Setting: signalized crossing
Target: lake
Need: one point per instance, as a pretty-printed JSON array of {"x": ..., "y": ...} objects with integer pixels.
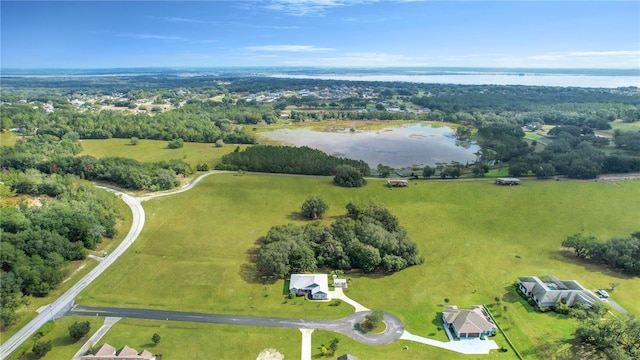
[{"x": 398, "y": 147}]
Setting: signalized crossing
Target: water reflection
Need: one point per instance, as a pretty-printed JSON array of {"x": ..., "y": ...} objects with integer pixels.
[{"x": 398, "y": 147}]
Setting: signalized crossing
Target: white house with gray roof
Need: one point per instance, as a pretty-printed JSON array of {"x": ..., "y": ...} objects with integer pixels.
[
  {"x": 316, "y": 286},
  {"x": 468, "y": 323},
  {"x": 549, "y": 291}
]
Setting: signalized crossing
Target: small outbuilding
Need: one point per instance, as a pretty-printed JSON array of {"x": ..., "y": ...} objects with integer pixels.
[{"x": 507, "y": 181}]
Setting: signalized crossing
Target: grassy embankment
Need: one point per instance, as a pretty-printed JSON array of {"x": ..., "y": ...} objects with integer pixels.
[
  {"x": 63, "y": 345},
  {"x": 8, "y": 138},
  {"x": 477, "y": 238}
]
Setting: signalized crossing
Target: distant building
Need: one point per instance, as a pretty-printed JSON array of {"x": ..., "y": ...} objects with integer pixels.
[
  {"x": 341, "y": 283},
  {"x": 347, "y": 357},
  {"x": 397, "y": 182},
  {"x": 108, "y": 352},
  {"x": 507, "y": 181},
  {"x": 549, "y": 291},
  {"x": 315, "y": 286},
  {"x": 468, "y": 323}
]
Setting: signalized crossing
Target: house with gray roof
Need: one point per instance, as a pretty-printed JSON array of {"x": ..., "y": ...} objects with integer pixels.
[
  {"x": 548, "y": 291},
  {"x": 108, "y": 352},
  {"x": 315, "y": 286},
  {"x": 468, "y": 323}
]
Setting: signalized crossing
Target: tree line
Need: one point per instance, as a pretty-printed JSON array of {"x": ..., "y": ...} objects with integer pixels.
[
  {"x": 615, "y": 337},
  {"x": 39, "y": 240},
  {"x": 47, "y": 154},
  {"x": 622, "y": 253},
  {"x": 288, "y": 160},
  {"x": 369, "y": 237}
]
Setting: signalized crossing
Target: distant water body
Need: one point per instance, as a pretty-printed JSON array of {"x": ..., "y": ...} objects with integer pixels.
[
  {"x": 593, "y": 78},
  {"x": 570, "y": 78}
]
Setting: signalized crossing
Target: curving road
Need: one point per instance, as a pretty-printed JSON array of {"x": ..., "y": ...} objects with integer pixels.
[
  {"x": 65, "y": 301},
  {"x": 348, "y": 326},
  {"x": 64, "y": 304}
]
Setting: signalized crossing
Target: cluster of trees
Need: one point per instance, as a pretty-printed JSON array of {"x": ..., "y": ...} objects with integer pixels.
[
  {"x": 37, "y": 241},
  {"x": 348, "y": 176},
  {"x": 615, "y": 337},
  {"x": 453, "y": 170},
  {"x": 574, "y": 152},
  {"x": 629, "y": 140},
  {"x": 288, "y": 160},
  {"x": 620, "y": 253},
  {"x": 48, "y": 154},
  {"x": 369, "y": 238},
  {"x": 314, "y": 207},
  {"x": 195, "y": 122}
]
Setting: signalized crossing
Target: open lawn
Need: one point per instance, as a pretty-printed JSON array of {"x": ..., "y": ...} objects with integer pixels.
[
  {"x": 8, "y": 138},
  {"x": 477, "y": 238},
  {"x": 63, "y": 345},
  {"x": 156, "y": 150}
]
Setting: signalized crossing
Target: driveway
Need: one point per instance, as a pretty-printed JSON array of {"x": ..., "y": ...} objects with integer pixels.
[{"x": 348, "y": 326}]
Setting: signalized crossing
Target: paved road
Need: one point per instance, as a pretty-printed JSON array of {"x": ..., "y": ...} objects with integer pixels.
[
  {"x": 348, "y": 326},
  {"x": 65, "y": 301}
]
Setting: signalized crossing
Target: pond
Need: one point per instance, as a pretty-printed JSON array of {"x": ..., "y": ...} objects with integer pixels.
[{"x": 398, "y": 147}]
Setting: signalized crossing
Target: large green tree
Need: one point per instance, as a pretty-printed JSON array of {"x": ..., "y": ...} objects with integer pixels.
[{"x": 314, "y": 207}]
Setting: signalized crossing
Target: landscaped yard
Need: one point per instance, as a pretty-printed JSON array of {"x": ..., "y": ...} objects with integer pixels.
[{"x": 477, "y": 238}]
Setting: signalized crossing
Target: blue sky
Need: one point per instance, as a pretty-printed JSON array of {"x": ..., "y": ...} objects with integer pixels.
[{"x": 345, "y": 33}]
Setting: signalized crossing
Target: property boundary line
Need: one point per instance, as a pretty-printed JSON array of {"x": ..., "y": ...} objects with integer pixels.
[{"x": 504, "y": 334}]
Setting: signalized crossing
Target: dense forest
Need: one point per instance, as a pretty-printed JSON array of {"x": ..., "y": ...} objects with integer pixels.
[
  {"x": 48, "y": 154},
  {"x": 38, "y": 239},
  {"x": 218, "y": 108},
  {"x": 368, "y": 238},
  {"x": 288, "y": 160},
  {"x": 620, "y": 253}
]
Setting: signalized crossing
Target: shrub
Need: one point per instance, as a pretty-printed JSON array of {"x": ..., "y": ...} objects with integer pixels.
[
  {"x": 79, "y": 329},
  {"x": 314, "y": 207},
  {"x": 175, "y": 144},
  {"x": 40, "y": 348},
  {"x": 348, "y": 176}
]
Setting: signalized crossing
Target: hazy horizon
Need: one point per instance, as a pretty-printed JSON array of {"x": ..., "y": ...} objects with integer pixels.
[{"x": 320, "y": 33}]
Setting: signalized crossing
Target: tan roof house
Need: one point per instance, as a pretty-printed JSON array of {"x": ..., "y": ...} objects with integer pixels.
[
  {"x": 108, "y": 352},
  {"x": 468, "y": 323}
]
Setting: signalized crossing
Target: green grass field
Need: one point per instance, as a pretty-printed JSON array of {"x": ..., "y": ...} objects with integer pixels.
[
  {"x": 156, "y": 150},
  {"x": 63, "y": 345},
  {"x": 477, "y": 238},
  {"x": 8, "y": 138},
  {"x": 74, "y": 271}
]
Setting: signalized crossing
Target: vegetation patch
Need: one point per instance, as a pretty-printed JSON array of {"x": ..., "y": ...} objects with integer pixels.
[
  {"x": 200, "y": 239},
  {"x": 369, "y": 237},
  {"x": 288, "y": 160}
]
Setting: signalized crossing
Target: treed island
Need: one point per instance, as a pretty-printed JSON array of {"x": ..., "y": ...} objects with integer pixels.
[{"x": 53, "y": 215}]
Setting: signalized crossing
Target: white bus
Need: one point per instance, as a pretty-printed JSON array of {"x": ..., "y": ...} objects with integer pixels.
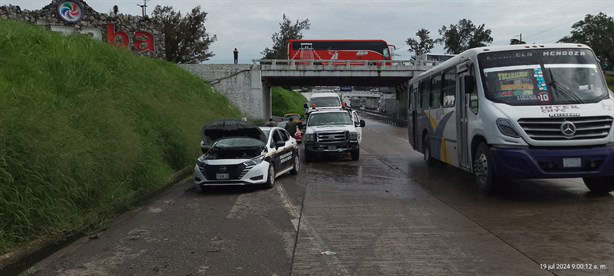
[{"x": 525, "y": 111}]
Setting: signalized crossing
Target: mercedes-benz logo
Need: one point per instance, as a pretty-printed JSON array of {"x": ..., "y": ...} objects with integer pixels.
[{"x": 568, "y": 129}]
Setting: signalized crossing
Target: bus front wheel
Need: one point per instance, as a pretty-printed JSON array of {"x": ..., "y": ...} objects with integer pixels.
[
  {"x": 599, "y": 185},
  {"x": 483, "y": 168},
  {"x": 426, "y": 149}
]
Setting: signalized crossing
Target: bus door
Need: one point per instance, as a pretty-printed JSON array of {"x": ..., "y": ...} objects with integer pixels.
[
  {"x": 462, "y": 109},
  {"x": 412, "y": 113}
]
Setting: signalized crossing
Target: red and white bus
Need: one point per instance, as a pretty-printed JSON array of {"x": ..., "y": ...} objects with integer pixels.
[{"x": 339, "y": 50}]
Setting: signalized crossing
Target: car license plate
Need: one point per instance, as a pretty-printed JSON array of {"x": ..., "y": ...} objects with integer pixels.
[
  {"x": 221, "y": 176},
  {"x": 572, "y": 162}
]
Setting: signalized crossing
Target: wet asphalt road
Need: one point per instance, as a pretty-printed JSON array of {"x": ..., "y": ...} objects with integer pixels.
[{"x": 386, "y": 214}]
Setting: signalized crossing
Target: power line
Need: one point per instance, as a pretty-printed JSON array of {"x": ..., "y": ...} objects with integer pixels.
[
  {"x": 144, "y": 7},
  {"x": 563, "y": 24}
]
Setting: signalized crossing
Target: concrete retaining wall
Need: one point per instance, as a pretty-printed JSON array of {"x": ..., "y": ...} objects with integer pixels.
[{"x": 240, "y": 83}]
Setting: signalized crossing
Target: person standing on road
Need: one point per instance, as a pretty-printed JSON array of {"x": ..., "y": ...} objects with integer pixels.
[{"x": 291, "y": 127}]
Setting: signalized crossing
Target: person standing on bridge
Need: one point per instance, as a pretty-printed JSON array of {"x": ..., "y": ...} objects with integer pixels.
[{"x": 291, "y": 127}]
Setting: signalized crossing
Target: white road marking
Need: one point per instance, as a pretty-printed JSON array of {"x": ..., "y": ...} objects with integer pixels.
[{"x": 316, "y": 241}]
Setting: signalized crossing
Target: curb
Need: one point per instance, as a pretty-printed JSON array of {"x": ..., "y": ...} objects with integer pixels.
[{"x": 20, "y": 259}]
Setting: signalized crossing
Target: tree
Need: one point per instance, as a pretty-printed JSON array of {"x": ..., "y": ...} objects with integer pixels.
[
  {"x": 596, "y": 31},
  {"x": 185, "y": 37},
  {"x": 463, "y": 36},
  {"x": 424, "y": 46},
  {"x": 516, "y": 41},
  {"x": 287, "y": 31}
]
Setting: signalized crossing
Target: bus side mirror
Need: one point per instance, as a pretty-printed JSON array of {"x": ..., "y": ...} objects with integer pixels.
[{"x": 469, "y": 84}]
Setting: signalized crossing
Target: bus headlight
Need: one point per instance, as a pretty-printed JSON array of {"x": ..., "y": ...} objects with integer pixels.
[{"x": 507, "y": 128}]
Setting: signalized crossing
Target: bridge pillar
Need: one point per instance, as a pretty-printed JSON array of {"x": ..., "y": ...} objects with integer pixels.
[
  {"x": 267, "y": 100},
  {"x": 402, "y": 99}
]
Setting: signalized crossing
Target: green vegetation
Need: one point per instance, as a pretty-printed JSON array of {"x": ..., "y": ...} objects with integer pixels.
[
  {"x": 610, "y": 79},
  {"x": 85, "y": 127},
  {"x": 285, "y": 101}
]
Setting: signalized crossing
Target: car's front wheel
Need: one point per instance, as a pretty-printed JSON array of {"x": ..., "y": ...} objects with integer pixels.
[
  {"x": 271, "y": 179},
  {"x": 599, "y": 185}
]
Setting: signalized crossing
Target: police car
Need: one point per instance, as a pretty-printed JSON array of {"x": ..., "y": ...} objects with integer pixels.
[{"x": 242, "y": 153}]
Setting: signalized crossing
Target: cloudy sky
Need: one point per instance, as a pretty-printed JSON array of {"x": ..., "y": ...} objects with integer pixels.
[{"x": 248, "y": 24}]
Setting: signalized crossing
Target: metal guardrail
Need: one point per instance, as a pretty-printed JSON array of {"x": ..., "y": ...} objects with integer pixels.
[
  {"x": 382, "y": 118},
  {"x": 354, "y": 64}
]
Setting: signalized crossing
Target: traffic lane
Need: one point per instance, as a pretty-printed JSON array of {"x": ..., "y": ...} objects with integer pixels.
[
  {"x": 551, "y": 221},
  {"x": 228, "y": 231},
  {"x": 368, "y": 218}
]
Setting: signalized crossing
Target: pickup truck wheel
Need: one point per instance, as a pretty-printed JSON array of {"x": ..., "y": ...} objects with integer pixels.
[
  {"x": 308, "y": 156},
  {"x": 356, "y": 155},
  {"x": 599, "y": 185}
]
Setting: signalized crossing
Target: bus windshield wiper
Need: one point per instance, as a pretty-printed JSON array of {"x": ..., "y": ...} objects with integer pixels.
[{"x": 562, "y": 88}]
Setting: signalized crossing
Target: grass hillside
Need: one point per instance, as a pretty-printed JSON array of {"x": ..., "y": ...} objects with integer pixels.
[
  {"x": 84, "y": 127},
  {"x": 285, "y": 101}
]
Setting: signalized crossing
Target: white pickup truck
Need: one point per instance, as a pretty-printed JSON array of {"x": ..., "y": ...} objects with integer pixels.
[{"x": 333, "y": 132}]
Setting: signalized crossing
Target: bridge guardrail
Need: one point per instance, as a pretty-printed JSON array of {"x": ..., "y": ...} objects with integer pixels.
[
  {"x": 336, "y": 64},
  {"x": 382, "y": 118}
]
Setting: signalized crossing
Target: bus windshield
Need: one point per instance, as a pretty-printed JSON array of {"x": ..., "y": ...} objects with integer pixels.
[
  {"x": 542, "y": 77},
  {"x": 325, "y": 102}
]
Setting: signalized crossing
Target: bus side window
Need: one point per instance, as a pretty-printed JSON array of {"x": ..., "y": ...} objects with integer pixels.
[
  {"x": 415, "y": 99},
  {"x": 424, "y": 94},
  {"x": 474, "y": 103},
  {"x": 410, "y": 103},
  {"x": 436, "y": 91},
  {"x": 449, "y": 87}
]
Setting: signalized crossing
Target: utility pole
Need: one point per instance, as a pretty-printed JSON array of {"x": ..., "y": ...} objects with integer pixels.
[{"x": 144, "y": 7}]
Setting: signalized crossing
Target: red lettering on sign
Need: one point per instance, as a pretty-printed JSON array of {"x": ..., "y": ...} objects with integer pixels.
★ ★ ★ ★ ★ ★ ★
**WHAT YOU NEED TO DO**
Take the lines from the start of the entries through the line containing "Target: distant building" and set them down exactly, leaving out every picture.

**WRITTEN REPLY**
Setting: signalized crossing
Target: lake
Need: one point per instance, as a pretty-printed JSON array of {"x": ..., "y": ...} objects with integer pixels.
[{"x": 398, "y": 147}]
Setting: signalized crossing
Target: water reflection
Need: one point per instance, as a pretty-printed JSON array of {"x": ..., "y": ...} objects with integer pixels.
[{"x": 398, "y": 147}]
Setting: signalized crossing
Target: white house with gray roof
Need: one point per instance, as a pretty-printed JSON array of {"x": ..., "y": ...} objects with integer pixels.
[
  {"x": 316, "y": 286},
  {"x": 468, "y": 323},
  {"x": 549, "y": 291}
]
Setting: signalized crossing
Target: small outbuilding
Need: one point per instance, as a pretty-printed JSON array of {"x": ..., "y": ...} objects with integer pixels.
[{"x": 507, "y": 181}]
Setting: signalized crossing
Target: grassy embankment
Need: one point per instance, as a pretty-printed JSON array of {"x": ..., "y": ...} objects with integer pixels.
[
  {"x": 63, "y": 345},
  {"x": 8, "y": 138},
  {"x": 477, "y": 238}
]
Setting: signalized crossing
Target: distant building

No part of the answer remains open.